Article:

☆ ☆ ☆ ☆

If modern cricket is dated from the 1780s, when the Laws of Cricket which still rule the sport today were first formalized in England, North America would have to be considered a major participant in the world cricket scene for two-thirds of the time that modern cricket has been around.

The first cricket clubs in the USA were established in the 1700s, not long after they made their first appearance in England. Originally played by officers of the British Army with local landed gentry predisposed to be Anglophiles, cricket became a major recreation of American gentlemen of leisure….and indeed, several Founding Fathers of the United States were known to be avid cricketers---John Adams among them, who stated in the US Congress in the 1780s that if leaders of cricket clubs could be called "presidents", there was no reason why the leader of the new nation could not be called the same!

Eastern Canada had developed cricket clubs as well, shortly after the US clubs had made their initial appearance. Both US and Canadian cricket clubs roamed far and wide in search of competitive cricket, as was the custom in those times. Soon, an animated cross-border traffic developed, and it was out of that friendly rivalry that the first international cricket developed in the modern world.

☆ ☆ ☆ ☆

Task requirements:
A: In the passage on cricket in North America, which Founding Father spoke in the US Congress about cricket club leaders being called "presidents"?
B: Return part of the passage on cricket in North America, starting with "If modern cricket" and going on through "called the same!".
The records are separate from the passage on cricket in North America.

[Stored data]
☆ ☆ ☆ ☆

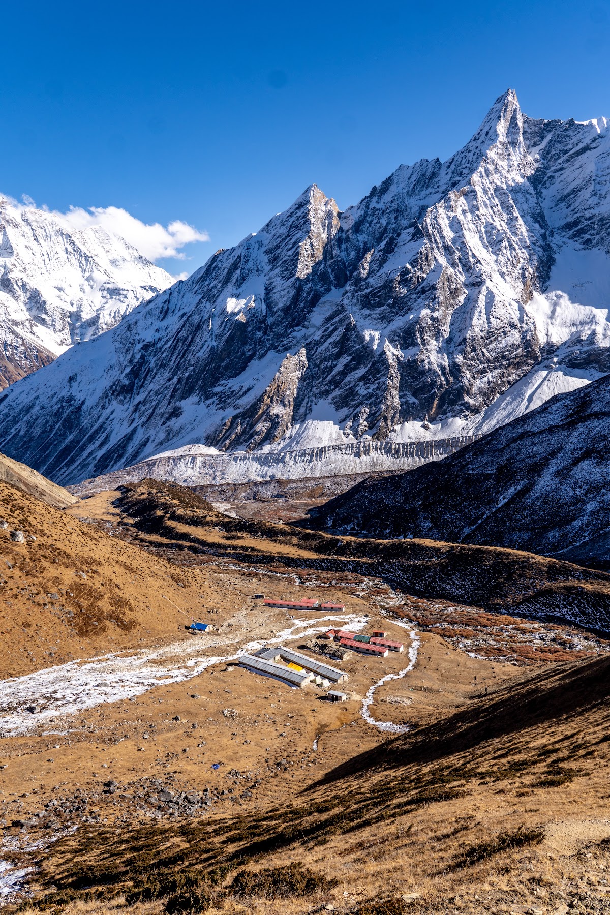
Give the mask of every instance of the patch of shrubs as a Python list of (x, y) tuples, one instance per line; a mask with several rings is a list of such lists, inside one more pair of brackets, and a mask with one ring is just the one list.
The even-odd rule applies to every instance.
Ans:
[(324, 893), (337, 883), (335, 878), (328, 879), (324, 874), (294, 862), (284, 867), (242, 870), (229, 889), (235, 896), (265, 896), (277, 899)]
[(544, 772), (534, 783), (534, 788), (559, 788), (560, 785), (568, 784), (570, 781), (581, 775), (579, 769), (564, 769), (562, 766), (550, 766), (548, 771)]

☆ ☆ ☆ ☆

The answers:
A: John Adams

B:
If modern cricket is dated from the 1780s, when the Laws of Cricket which still rule the sport today were first formalized in England, North America would have to be considered a major participant in the world cricket scene for two-thirds of the time that modern cricket has been around.

The first cricket clubs in the USA were established in the 1700s, not long after they made their first appearance in England. Originally played by officers of the British Army with local landed gentry predisposed to be Anglophiles, cricket became a major recreation of American gentlemen of leisure….and indeed, several Founding Fathers of the United States were known to be avid cricketers---John Adams among them, who stated in the US Congress in the 1780s that if leaders of cricket clubs could be called "presidents", there was no reason why the leader of the new nation could not be called the same!